_Objective:_
Extract from the material below, word for word, the lines starting at the one containing "task: outline the <item>lounge chair</item>" and ending at the one containing "108 L 75 111", including both.
** START Record extracts **
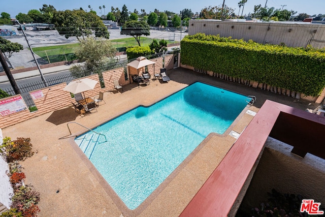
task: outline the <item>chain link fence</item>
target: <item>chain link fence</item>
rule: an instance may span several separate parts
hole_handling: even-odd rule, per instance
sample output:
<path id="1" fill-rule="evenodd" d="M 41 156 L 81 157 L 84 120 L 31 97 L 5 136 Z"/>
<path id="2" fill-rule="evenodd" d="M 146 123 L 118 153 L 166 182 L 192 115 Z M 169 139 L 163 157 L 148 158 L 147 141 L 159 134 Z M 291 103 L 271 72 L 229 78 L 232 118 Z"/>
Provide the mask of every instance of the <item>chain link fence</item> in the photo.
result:
<path id="1" fill-rule="evenodd" d="M 162 54 L 162 53 L 158 53 L 146 56 L 145 57 L 148 59 L 150 59 L 156 58 L 158 56 L 161 56 Z M 78 74 L 70 73 L 67 75 L 60 75 L 53 78 L 45 79 L 45 83 L 46 84 L 47 86 L 45 86 L 45 84 L 43 81 L 40 80 L 24 84 L 18 85 L 18 87 L 20 90 L 21 96 L 25 101 L 25 102 L 26 103 L 27 107 L 29 108 L 29 110 L 31 110 L 31 109 L 34 109 L 34 107 L 35 107 L 35 104 L 34 103 L 31 97 L 29 94 L 29 92 L 30 91 L 36 90 L 38 89 L 41 89 L 46 87 L 47 86 L 48 87 L 63 82 L 69 83 L 72 80 L 76 79 L 77 78 L 81 78 L 95 74 L 98 74 L 100 78 L 100 81 L 101 82 L 101 86 L 102 88 L 103 88 L 105 87 L 105 84 L 104 82 L 104 79 L 103 78 L 103 72 L 112 70 L 114 69 L 124 67 L 125 80 L 127 80 L 128 78 L 126 70 L 126 65 L 128 63 L 131 62 L 135 59 L 126 59 L 116 63 L 110 63 L 92 70 L 83 69 L 82 71 L 78 72 Z M 15 91 L 12 87 L 5 88 L 3 89 L 3 90 L 7 92 L 10 95 L 16 95 Z"/>

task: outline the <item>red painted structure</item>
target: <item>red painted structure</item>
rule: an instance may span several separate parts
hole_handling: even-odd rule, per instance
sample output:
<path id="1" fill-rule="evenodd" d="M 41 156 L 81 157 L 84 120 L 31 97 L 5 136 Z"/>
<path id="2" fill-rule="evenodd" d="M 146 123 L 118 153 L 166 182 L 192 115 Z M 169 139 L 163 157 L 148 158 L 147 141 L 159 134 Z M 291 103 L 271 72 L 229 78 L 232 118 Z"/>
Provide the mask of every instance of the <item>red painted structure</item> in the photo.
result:
<path id="1" fill-rule="evenodd" d="M 181 217 L 228 216 L 269 136 L 325 159 L 325 117 L 267 100 Z"/>

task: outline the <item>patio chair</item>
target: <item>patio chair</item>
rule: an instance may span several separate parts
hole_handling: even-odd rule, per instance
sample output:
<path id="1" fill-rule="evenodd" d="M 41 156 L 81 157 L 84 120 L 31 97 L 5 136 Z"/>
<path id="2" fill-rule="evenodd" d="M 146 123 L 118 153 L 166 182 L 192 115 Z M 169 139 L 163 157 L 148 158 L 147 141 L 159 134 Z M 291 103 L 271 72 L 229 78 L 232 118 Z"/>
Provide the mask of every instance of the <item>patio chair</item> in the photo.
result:
<path id="1" fill-rule="evenodd" d="M 144 82 L 142 76 L 139 76 L 137 75 L 131 75 L 131 77 L 132 77 L 133 83 L 138 83 L 138 87 L 140 86 L 140 84 L 143 83 Z"/>
<path id="2" fill-rule="evenodd" d="M 162 81 L 168 82 L 171 80 L 171 79 L 169 78 L 169 77 L 166 74 L 166 69 L 165 68 L 160 69 L 160 75 L 162 79 Z"/>
<path id="3" fill-rule="evenodd" d="M 95 110 L 96 111 L 95 112 L 97 112 L 97 108 L 96 108 L 96 104 L 95 104 L 94 101 L 91 102 L 91 103 L 88 103 L 86 105 L 85 109 L 86 111 L 87 112 L 90 112 L 90 111 L 93 110 Z"/>
<path id="4" fill-rule="evenodd" d="M 99 97 L 95 97 L 93 98 L 93 100 L 94 101 L 95 101 L 95 103 L 97 104 L 97 106 L 100 106 L 100 103 L 101 102 L 104 102 L 104 103 L 105 103 L 104 104 L 106 103 L 105 101 L 104 101 L 104 92 L 100 92 L 100 96 Z"/>
<path id="5" fill-rule="evenodd" d="M 146 72 L 145 73 L 142 73 L 142 77 L 143 77 L 144 79 L 150 79 L 151 78 L 151 75 L 149 72 Z"/>
<path id="6" fill-rule="evenodd" d="M 118 80 L 115 80 L 115 81 L 113 81 L 113 83 L 114 83 L 114 89 L 116 89 L 116 90 L 118 91 L 119 89 L 122 88 L 122 91 L 124 91 L 123 90 L 123 87 L 120 85 L 119 83 L 118 83 Z"/>
<path id="7" fill-rule="evenodd" d="M 72 103 L 73 107 L 75 108 L 75 112 L 77 112 L 77 111 L 78 111 L 79 113 L 79 115 L 81 115 L 81 111 L 82 110 L 84 111 L 84 107 L 83 106 L 78 103 L 74 103 L 72 102 L 71 102 L 71 103 Z"/>

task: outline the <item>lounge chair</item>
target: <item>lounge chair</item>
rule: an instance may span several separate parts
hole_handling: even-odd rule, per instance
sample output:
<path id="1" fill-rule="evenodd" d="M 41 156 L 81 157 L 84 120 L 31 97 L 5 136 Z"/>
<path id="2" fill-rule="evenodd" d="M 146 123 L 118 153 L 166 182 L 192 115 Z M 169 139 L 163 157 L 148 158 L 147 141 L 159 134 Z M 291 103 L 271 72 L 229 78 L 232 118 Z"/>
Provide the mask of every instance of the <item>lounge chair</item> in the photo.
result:
<path id="1" fill-rule="evenodd" d="M 95 103 L 97 104 L 97 106 L 100 106 L 100 103 L 101 102 L 104 102 L 105 103 L 104 104 L 106 103 L 105 101 L 104 101 L 104 92 L 100 92 L 100 96 L 99 97 L 95 97 L 93 98 L 93 100 L 95 101 Z"/>
<path id="2" fill-rule="evenodd" d="M 165 68 L 160 69 L 160 75 L 162 79 L 162 81 L 168 82 L 171 80 L 171 79 L 169 78 L 169 77 L 166 74 L 166 69 Z"/>
<path id="3" fill-rule="evenodd" d="M 91 103 L 88 103 L 85 106 L 85 109 L 86 112 L 90 112 L 91 111 L 93 110 L 95 110 L 95 112 L 97 112 L 97 109 L 96 108 L 96 104 L 95 104 L 95 102 L 91 102 Z"/>
<path id="4" fill-rule="evenodd" d="M 113 83 L 114 83 L 114 89 L 116 89 L 116 90 L 118 91 L 119 89 L 122 88 L 122 91 L 124 91 L 123 90 L 123 87 L 120 85 L 119 83 L 118 83 L 118 80 L 115 80 L 113 81 Z"/>
<path id="5" fill-rule="evenodd" d="M 75 108 L 75 111 L 77 112 L 77 111 L 78 111 L 79 113 L 79 115 L 81 115 L 81 111 L 82 110 L 84 111 L 84 107 L 83 106 L 78 103 L 74 103 L 72 102 L 71 102 L 71 103 L 72 103 L 73 107 Z"/>

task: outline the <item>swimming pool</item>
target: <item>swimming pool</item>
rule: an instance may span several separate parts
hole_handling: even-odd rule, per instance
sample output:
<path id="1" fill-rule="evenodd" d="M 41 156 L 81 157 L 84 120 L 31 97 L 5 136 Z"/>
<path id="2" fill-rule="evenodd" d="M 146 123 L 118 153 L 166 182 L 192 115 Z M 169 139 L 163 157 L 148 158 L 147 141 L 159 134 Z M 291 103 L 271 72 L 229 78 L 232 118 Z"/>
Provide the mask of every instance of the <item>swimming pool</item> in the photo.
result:
<path id="1" fill-rule="evenodd" d="M 131 209 L 136 208 L 211 132 L 223 134 L 247 97 L 197 82 L 139 106 L 75 140 Z"/>

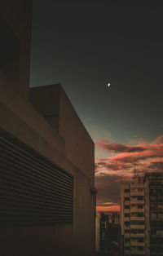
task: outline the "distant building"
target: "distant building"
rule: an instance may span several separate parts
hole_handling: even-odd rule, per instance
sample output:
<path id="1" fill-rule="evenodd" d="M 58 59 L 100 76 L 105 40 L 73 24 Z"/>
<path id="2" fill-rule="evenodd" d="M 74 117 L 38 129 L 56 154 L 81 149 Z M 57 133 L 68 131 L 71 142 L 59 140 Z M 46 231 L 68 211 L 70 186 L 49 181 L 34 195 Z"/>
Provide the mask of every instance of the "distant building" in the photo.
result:
<path id="1" fill-rule="evenodd" d="M 162 184 L 163 174 L 153 173 L 121 186 L 121 255 L 162 255 Z"/>
<path id="2" fill-rule="evenodd" d="M 145 255 L 143 177 L 121 186 L 121 225 L 124 255 Z"/>
<path id="3" fill-rule="evenodd" d="M 1 2 L 1 255 L 93 256 L 94 142 L 59 84 L 29 89 L 31 13 Z"/>
<path id="4" fill-rule="evenodd" d="M 145 174 L 146 255 L 163 255 L 163 173 Z"/>

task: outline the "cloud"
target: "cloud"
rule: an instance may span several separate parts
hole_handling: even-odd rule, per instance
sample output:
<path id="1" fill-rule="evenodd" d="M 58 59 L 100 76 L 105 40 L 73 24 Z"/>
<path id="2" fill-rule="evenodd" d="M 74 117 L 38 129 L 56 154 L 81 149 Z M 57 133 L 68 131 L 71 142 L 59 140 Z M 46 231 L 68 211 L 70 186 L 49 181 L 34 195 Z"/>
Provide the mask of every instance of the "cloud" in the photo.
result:
<path id="1" fill-rule="evenodd" d="M 107 157 L 96 157 L 95 163 L 97 205 L 100 209 L 118 206 L 121 184 L 130 183 L 134 173 L 163 171 L 163 135 L 151 143 L 141 139 L 134 146 L 110 143 L 106 139 L 95 144 L 108 152 Z"/>
<path id="2" fill-rule="evenodd" d="M 108 152 L 134 152 L 146 150 L 145 148 L 139 146 L 123 145 L 117 143 L 109 143 L 108 140 L 104 139 L 95 143 L 95 145 Z"/>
** END Record extracts **
_Solution to this task:_
task: outline the <item>lounge chair</item>
target: <item>lounge chair</item>
rule: an instance may span several separate parts
hole_handling: even-odd rule, per instance
sample output:
<path id="1" fill-rule="evenodd" d="M 41 156 L 81 157 L 84 120 L 31 97 L 5 136 Z"/>
<path id="2" fill-rule="evenodd" d="M 146 123 L 118 153 L 166 182 L 192 115 Z M 169 139 L 163 157 L 148 158 L 147 141 L 159 134 Z M 291 103 L 271 72 L 229 78 L 232 118 Z"/>
Provide the mask of every instance of the <item>lounge chair</item> in the photo.
result:
<path id="1" fill-rule="evenodd" d="M 95 103 L 97 104 L 97 106 L 100 106 L 100 103 L 101 102 L 104 102 L 105 103 L 104 104 L 106 103 L 105 101 L 104 101 L 104 92 L 100 92 L 100 96 L 99 97 L 95 97 L 93 98 L 93 100 L 95 101 Z"/>
<path id="2" fill-rule="evenodd" d="M 165 68 L 160 69 L 160 75 L 162 79 L 162 81 L 168 82 L 171 80 L 171 79 L 169 78 L 169 77 L 166 74 L 166 69 Z"/>
<path id="3" fill-rule="evenodd" d="M 91 103 L 88 103 L 85 106 L 85 109 L 86 112 L 90 112 L 91 111 L 93 110 L 95 110 L 95 112 L 97 112 L 97 109 L 96 108 L 96 104 L 95 104 L 95 102 L 91 102 Z"/>
<path id="4" fill-rule="evenodd" d="M 113 83 L 114 83 L 114 89 L 116 89 L 116 90 L 118 91 L 119 89 L 122 88 L 122 91 L 124 91 L 123 90 L 123 87 L 120 85 L 119 83 L 118 83 L 118 80 L 115 80 L 113 81 Z"/>
<path id="5" fill-rule="evenodd" d="M 75 108 L 75 111 L 77 112 L 77 111 L 78 111 L 79 113 L 79 115 L 81 115 L 81 111 L 82 110 L 84 111 L 84 107 L 83 106 L 78 103 L 74 103 L 72 102 L 71 102 L 71 103 L 72 103 L 73 107 Z"/>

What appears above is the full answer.